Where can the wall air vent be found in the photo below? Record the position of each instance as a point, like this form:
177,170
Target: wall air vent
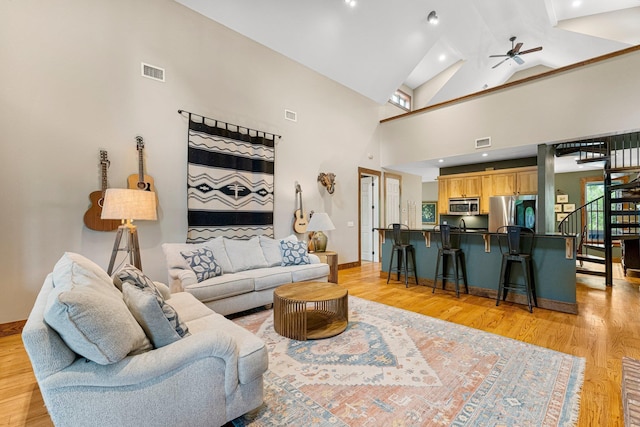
483,142
152,72
291,115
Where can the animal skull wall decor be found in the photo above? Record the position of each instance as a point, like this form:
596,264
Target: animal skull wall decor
328,181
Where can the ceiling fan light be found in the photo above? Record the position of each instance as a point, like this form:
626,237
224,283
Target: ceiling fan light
432,18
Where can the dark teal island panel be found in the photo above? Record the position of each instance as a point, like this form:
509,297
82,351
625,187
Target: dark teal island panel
554,273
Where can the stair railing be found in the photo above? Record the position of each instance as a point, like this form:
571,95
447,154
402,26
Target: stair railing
588,222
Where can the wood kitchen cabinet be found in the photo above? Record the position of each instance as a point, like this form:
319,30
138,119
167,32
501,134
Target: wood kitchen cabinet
467,186
443,196
527,182
503,184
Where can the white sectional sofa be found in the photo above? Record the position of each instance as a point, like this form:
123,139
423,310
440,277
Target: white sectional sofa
245,273
136,357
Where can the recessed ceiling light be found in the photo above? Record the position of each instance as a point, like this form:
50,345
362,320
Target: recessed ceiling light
433,18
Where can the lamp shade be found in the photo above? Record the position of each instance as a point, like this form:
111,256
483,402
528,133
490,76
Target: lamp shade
123,203
320,221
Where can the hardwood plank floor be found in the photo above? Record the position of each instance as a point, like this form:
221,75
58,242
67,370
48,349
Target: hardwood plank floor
606,328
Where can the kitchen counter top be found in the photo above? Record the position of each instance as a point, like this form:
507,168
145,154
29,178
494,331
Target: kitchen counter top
553,260
459,230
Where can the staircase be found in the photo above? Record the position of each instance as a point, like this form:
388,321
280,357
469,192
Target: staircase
615,215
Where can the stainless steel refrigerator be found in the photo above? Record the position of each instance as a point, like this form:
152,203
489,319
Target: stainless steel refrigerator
512,210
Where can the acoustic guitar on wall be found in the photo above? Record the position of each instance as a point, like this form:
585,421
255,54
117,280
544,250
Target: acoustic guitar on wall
92,217
140,181
300,222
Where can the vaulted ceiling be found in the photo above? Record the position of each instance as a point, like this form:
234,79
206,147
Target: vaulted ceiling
376,46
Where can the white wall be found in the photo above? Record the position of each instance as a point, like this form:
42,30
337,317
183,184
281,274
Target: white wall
593,100
71,86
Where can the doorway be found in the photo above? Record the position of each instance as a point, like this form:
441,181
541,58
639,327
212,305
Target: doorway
369,215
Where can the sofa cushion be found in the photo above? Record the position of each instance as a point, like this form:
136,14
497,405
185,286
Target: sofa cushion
221,287
147,309
271,249
269,278
90,315
245,254
203,263
294,253
130,274
188,307
303,273
252,353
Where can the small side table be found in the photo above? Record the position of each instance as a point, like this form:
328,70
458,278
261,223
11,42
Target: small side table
330,258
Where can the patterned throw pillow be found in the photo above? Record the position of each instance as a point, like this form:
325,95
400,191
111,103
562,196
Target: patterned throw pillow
202,262
294,253
130,274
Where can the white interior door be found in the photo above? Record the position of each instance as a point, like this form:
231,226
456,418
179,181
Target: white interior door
392,200
366,225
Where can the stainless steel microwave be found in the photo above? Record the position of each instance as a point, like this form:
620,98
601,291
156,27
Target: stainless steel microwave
466,206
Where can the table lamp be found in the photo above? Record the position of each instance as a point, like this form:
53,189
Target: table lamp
318,223
128,205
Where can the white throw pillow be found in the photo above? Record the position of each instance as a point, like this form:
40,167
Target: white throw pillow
203,263
77,269
294,253
245,254
130,274
271,249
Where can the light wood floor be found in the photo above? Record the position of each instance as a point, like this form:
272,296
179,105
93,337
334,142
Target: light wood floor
606,328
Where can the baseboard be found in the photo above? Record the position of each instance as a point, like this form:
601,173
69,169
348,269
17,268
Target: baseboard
349,265
11,328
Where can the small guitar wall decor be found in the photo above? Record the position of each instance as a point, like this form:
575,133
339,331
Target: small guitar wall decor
92,217
140,181
300,221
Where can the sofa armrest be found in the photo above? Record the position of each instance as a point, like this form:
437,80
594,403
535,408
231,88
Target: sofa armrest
133,370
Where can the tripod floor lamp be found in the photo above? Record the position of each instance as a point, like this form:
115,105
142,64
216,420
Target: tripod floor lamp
127,206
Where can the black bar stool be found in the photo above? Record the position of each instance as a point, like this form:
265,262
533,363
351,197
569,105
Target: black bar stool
517,250
446,250
404,253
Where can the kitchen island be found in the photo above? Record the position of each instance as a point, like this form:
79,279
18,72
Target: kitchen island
553,259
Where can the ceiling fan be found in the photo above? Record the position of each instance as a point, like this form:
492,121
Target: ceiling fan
514,53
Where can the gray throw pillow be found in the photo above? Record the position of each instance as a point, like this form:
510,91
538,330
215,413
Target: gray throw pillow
90,315
130,274
294,253
148,311
203,263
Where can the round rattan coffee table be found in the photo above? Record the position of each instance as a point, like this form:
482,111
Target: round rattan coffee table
310,310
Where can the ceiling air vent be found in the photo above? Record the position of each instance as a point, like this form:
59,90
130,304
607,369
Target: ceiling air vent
483,142
152,72
291,115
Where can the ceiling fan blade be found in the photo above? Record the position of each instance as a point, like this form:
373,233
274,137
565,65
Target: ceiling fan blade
506,59
516,49
535,49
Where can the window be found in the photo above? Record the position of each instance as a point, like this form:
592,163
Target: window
593,216
402,100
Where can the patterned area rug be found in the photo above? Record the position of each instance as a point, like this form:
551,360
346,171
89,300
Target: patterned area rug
392,367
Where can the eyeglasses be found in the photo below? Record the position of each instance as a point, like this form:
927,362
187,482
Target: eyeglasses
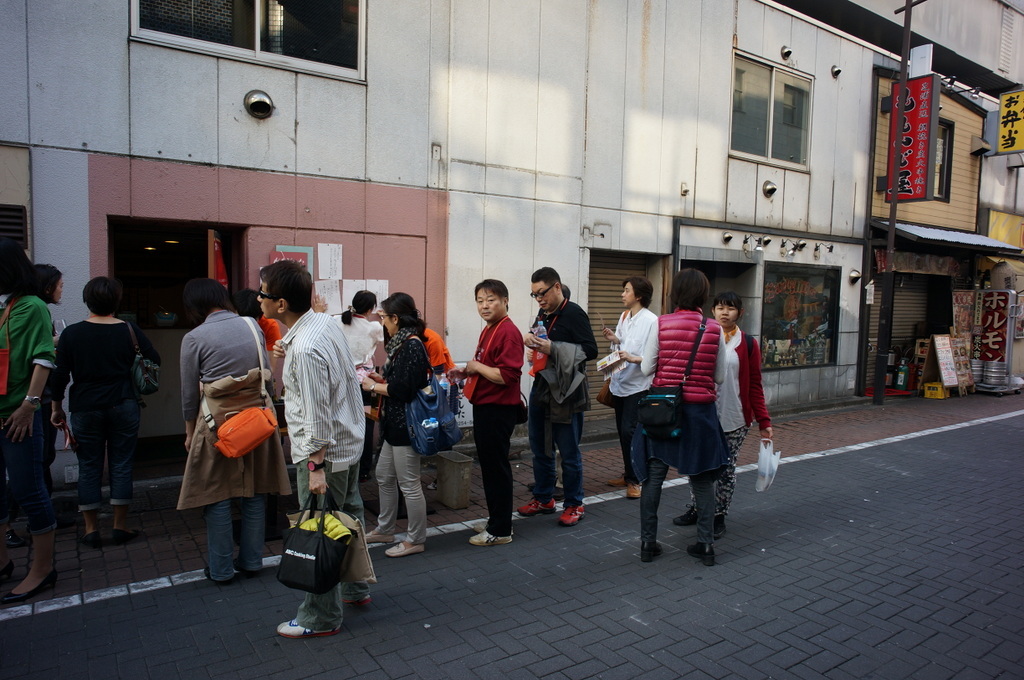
541,294
266,296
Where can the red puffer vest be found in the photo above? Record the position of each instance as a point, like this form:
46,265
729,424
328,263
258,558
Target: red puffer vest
676,334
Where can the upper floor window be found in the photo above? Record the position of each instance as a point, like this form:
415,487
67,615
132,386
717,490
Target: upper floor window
317,36
771,111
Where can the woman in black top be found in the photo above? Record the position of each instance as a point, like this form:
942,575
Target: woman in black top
98,354
406,372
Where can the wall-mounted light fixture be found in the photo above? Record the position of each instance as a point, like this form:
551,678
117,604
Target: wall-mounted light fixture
258,103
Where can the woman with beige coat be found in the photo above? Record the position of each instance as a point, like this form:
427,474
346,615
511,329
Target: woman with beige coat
223,365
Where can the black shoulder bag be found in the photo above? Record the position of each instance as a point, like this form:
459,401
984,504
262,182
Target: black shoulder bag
659,411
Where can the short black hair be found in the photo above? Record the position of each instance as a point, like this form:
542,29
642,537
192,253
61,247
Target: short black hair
493,285
547,274
363,302
642,289
291,281
202,296
48,277
102,295
689,290
403,306
247,304
728,299
16,273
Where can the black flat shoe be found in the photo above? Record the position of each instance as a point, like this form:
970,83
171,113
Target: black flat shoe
91,540
48,582
13,540
249,574
649,550
224,582
706,551
121,537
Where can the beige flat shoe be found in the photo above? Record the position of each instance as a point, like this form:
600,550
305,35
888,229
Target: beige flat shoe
401,550
374,537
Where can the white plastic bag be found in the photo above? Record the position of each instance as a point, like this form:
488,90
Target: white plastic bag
767,465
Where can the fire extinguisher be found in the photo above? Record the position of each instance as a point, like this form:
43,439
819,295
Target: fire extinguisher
902,376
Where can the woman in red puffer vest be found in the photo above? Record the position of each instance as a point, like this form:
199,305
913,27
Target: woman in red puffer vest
687,345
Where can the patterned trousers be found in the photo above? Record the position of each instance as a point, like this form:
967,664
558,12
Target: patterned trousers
727,482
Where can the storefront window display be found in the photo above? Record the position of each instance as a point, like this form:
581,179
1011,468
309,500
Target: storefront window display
800,315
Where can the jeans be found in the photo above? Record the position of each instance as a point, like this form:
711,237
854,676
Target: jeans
626,424
493,425
109,433
650,498
398,467
23,463
564,436
220,540
324,612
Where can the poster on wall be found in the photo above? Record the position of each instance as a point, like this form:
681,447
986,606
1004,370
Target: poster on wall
329,260
915,141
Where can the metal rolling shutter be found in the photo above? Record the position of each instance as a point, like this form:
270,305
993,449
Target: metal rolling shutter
909,308
607,269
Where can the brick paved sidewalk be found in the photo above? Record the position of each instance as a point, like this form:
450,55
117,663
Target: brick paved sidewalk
898,560
174,543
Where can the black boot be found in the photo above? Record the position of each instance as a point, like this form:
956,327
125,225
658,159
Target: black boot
706,551
649,550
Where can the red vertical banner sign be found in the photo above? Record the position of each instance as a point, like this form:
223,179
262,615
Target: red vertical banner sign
915,142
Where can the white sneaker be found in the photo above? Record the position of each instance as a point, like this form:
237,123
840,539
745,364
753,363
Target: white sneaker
293,630
487,539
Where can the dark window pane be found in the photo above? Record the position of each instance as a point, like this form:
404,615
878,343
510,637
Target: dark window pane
222,22
323,31
799,315
790,122
751,94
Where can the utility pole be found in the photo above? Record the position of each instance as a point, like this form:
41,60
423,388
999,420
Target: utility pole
889,277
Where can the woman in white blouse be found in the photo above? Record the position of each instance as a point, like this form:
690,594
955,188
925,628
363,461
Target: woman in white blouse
364,337
630,383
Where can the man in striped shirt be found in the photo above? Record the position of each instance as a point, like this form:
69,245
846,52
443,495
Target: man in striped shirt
326,422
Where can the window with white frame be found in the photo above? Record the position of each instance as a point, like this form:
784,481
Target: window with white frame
321,36
771,112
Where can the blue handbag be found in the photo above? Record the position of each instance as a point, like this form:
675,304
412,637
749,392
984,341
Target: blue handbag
432,427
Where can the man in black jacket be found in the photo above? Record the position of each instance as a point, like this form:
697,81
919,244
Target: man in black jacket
560,343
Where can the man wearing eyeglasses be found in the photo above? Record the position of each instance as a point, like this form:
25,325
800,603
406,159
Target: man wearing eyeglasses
559,395
324,410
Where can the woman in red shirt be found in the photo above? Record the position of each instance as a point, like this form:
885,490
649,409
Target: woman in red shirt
493,388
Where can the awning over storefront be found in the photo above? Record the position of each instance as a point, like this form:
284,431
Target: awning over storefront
936,237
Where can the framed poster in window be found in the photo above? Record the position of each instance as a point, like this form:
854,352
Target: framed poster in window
800,317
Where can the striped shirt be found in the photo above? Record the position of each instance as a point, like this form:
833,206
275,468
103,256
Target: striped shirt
323,405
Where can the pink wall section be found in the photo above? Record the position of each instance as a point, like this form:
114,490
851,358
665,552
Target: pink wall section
393,232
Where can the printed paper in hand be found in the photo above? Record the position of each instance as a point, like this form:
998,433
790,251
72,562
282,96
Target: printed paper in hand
329,256
331,291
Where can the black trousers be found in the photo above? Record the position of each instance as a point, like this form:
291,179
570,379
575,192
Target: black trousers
493,425
626,423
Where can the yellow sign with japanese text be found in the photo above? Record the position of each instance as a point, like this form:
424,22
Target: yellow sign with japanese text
1011,125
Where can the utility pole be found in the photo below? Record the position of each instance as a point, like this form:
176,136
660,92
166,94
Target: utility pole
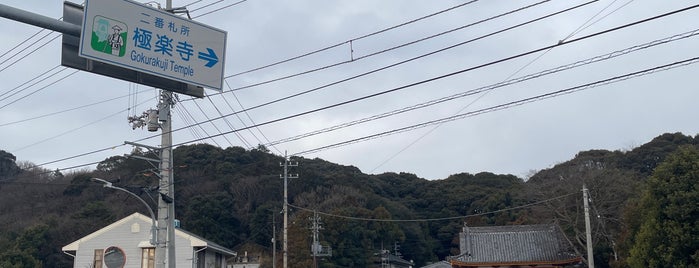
285,209
588,231
274,239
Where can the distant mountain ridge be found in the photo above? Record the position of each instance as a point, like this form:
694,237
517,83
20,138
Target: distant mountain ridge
231,195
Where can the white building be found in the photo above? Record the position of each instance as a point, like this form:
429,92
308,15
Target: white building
130,236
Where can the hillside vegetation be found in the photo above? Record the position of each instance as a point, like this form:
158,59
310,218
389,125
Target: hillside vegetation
643,205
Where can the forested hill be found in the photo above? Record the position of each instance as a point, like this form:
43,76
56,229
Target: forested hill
231,195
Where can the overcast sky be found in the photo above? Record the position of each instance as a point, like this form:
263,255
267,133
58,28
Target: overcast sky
46,119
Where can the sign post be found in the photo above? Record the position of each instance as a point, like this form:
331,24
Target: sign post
141,38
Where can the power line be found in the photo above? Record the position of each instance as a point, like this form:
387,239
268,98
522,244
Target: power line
353,39
464,70
230,125
424,81
434,219
507,105
219,9
29,81
508,82
66,110
71,130
14,62
42,88
580,28
410,43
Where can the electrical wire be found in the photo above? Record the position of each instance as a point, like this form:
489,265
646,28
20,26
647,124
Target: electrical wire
71,130
21,58
410,43
66,110
212,123
433,219
28,81
219,9
42,88
562,43
228,122
506,105
430,131
353,39
424,81
520,79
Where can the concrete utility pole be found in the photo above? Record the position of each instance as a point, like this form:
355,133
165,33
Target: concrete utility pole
166,202
285,209
588,231
274,239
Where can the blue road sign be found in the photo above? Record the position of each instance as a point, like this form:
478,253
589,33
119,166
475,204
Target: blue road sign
142,38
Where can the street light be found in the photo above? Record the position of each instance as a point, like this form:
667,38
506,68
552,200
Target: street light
154,228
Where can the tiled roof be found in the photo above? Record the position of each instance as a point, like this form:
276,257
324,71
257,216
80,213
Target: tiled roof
514,244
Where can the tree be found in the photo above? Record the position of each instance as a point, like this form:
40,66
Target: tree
668,234
8,167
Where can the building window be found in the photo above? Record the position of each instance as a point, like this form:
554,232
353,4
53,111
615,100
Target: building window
148,258
97,260
201,258
219,260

# # # # #

* What you have to do
Give again the stretch of lines above from the one with "Target: wall air vent" through the one with "Where can the kitchen counter", both ends kept, and copy no pictures.

* Solution
Target: wall air vent
483,142
152,72
291,115
Where can the animal skull wall decor be found in the photo above? Record the position of each instance as a point, like this form:
596,264
Target: animal skull wall decor
328,181
Where can the ceiling fan light be found in the photo above? Record the position of each instance as a point, like this form:
626,237
224,283
Target: ceiling fan light
432,18
Where can the dark teal island panel be found in the photo above? Record the position of each instance as a point, like this form:
509,297
82,351
625,187
Target: dark teal island panel
554,273
Where can the stair railing be found in the photo above? Record the position of each instance as a point, like this form:
571,95
447,154
402,26
Target: stair railing
588,222
Where can the wood kitchen cabinet be found in the photo above? Record the position of each instance as a point, like this form:
319,30
138,119
167,32
501,134
Target: wood kitchen cabinet
467,186
443,196
527,182
503,184
Where can the white sectional sofa be found in the photo above? Record the position of each instance as a point, like this form:
123,139
423,310
440,277
Target: white sectional sofa
245,273
136,357
Where can the recessed ceiling light be found in the photo above? Record the position of each instance as a point, like this form:
50,345
362,320
Target: recessed ceiling light
433,18
Where can the lamp shade be found in the photo above? Record the position of each instance as a point, like this form:
111,256
483,402
528,133
490,76
Target: lamp shade
123,203
320,221
Where can the hardwood plank floor be found in the photo above? Record the position of each instance as a point, like this form:
221,75
58,242
67,370
48,349
Target: hardwood plank floor
606,328
Where can the kitchen counter top be found in the photo above? Record the position of each instance as a point, like this form:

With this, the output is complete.